Reading passage:
◇ ◇ ◇ ◇ ◇ ◇ ◇

# Bargman Running LIght



## ARCHER (May 9, 2006)

Help.  I have a bad running light that was made by Bargman in the year 1989 and I can't find a replacement.  The contacts inside the light are broken so I need the entire light.  I have contacted Winnebago, RV dealers and other supply houses around home base without any luck.
Light is:  Bargman 61, SAE-P2-85 (these are the only numbers on the outside of the light lens cover.
Anyone know where I might go to find this?  I sent email to Tekonsha, who apparently owns Bargman now, but have not received any responce yet.
tks all


----------



## Grandview Trailer Sa (May 10, 2006)

Bargman Running LIght

Archer, 
We need the number off the base to match the light.  Your number is just the lens number.  I have been out of town and just found this, but I will look tomorrow and see if I can find anything close to your numbers.  I have a catalog with a lot of Bargman products.


----------



## ARCHER (May 11, 2006)

Bargman Running LIght

Grandview, tks.  I got an email from Bargman which basically said they don't carry it anymore.  It was original on my ole 89.  It has four screws, two to hold lens on and two to hold inside part of light to MH frame hole.  If I can't find it, I'll try to gerry rig it to work.  I did not see any other numbers on this light other than what was on the outside of the lens.


----------



## Grandview Trailer Sa (May 11, 2006)

Bargman Running LIght

Yep, 
Looked in my book and a 61 is not listed.  They make a 59 that the lens snaps on and they make a 17 that has 2 screws showing through the lens.  Maybe something is close.  Good Luck


----------



## ARCHER (May 12, 2006)

Bargman Running LIght

FIXED IT.  Took the old light and cut off the part that holds the wires and bulb holder.  Had purchased a insert for new bulb (the newer kind that goes in from behind the light and turns to hold in place).  Superglued it in place and then put some epoxy around the edges for support.  Tested light and it works just fine so will reinstall it next week.  Where there is a will, there is a way.  Who says the old stuff won't work years down the road.  Now if I can fix my furnace, I'll be one step further to having a top notch RV again.  Tks for the help and suggestions.       :laugh:


----------



## Shadow (May 12, 2006)

◇ ◇ ◇ ◇ ◇ ◇ ◇

Material shown:
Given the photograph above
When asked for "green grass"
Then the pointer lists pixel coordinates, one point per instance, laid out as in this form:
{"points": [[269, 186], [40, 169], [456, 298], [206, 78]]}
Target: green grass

◇ ◇ ◇ ◇ ◇ ◇ ◇

What the exercise asks: Please retype the running-light thread word for word, starting with "Anyone know where" and going on through "of Bargman products.". The rows come from a different source than the running-light thread.

Output of the exercise:
Anyone know where I might go to find this?  I sent email to Tekonsha, who apparently owns Bargman now, but have not received any responce yet.
tks all


----------



## Grandview Trailer Sa (May 10, 2006)

Bargman Running LIght

Archer, 
We need the number off the base to match the light.  Your number is just the lens number.  I have been out of town and just found this, but I will look tomorrow and see if I can find anything close to your numbers.  I have a catalog with a lot of Bargman products.